* BEGIN *
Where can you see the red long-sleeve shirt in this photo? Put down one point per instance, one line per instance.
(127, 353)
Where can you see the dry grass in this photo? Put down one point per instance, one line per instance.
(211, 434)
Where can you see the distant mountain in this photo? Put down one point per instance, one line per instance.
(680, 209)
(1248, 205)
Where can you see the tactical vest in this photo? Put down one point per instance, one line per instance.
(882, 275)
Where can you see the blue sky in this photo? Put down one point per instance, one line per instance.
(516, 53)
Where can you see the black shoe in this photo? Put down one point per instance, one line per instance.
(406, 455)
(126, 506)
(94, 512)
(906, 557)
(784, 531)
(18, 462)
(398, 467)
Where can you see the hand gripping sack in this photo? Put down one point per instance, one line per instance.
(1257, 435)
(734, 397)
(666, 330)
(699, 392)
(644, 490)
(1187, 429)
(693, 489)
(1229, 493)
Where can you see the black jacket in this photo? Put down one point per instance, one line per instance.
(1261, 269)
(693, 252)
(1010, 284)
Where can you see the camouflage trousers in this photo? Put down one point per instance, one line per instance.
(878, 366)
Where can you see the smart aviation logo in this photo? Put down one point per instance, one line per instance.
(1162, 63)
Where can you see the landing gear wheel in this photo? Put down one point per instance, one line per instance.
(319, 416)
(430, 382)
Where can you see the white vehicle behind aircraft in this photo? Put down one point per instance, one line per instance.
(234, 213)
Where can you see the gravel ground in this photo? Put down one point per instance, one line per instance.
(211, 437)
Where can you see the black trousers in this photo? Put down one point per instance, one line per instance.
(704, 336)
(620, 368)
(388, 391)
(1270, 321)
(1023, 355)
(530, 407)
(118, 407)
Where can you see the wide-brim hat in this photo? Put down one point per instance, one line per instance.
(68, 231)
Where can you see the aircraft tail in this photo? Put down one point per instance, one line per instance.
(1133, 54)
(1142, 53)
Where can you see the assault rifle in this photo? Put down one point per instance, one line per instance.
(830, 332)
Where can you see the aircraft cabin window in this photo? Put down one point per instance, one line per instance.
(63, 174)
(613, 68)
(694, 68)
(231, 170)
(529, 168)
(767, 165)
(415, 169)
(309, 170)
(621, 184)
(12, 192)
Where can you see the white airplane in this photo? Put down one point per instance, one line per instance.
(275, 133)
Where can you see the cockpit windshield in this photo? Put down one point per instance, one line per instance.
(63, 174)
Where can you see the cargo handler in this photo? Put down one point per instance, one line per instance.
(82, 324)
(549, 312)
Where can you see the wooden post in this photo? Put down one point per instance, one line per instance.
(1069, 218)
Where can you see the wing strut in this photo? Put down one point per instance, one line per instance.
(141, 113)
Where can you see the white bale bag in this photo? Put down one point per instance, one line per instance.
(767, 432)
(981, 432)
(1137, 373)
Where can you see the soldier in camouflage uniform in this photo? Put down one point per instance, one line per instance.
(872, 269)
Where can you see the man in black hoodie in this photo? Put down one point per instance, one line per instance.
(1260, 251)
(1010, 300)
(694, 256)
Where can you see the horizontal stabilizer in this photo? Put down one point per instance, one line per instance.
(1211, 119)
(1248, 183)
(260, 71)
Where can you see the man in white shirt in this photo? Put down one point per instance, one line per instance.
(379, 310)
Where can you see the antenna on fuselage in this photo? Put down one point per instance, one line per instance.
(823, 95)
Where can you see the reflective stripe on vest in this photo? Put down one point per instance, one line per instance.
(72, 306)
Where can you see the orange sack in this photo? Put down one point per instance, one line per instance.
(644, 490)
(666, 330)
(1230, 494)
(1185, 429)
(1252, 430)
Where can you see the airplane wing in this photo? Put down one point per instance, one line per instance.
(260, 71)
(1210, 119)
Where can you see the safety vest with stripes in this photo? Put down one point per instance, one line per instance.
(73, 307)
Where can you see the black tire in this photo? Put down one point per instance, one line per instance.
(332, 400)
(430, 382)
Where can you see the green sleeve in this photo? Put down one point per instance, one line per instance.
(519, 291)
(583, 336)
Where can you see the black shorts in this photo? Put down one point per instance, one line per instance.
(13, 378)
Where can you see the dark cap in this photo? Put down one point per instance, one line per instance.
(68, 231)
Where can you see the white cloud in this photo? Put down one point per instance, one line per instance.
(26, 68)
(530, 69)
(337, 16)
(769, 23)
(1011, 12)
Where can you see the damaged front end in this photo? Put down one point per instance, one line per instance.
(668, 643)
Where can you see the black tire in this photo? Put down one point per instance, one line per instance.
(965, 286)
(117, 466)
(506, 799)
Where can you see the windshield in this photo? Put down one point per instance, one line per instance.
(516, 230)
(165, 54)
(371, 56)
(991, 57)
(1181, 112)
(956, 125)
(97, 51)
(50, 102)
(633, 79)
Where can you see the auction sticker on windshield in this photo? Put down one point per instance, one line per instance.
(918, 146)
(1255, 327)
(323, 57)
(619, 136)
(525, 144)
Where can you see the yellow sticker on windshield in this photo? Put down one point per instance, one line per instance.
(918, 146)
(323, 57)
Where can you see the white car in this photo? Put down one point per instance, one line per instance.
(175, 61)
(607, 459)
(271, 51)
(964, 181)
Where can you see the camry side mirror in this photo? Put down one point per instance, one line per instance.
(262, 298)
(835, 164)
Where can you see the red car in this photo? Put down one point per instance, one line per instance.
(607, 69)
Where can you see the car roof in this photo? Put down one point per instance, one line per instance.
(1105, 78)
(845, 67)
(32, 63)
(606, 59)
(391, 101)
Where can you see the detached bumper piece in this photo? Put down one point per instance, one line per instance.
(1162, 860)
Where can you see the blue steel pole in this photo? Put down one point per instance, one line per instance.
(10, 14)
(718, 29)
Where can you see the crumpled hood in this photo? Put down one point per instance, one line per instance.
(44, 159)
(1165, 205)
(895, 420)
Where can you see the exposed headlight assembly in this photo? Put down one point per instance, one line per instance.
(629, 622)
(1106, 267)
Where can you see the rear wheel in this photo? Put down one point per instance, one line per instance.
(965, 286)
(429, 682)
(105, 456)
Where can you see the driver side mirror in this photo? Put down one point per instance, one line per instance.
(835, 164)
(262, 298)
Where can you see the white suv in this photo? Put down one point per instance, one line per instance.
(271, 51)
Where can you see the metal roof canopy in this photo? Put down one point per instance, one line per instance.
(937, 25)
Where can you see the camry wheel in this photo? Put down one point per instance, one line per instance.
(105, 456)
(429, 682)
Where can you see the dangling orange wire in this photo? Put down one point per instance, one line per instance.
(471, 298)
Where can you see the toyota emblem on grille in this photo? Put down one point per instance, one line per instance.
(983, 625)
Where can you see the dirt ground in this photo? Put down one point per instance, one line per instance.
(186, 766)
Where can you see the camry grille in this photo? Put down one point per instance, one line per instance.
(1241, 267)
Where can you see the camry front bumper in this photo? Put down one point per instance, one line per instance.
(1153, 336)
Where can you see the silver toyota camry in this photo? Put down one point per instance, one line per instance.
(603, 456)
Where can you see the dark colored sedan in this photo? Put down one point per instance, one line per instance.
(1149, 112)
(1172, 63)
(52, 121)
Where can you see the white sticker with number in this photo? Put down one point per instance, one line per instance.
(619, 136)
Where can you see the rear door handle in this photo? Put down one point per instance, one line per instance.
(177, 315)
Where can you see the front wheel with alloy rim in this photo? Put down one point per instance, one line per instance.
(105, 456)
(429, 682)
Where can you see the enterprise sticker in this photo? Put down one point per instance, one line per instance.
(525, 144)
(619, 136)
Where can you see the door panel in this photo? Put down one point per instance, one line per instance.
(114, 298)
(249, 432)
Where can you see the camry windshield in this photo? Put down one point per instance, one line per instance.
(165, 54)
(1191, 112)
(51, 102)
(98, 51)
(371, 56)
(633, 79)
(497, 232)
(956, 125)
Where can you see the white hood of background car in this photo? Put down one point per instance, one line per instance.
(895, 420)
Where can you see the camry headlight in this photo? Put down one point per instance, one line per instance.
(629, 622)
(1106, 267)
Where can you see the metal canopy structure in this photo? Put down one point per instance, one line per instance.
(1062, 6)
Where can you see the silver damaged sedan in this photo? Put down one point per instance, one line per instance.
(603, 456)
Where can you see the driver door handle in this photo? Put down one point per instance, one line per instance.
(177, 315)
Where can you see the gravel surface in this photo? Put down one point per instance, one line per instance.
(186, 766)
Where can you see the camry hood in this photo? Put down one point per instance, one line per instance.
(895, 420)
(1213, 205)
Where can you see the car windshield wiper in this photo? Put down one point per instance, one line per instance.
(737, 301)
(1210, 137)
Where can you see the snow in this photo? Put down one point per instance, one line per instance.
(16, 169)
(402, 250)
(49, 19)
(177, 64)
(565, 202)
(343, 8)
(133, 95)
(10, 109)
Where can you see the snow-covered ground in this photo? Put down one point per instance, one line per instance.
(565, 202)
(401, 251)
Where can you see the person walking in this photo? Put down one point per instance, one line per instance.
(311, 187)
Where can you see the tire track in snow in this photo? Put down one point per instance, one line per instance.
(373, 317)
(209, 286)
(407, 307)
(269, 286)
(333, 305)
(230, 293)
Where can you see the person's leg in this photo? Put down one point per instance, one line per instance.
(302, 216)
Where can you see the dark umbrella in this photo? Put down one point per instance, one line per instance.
* END *
▸ **Exercise instructions**: Output the records from the line containing "Where can you see the silver damaged" through the line containing "(1210, 137)", inclusive, as a two-column CSV with columns input and output. Put each record in its own row with its text under input and its answer under output, each field in quotes and any line breaks turned into spaces.

▸ **Solution below**:
input,output
"Where can you see the silver damaged sedan in this photo? Put down one point per instance, one line per instance.","(603, 456)"
"Where can you see the driver door handle in this photo? Put down one point per instance, one line per instance.","(177, 315)"
"Where can you see the gravel surface in this photo? Put down one point per instance, one line per instance.","(186, 766)"
"Where can you see the camry hood in this photo? Put down one point per instance, one line per instance.","(895, 420) (1213, 205)"
"Where can you see the car windshield wiper in this photo? Put down one point per instance, one line per instance.","(737, 301) (1210, 137)"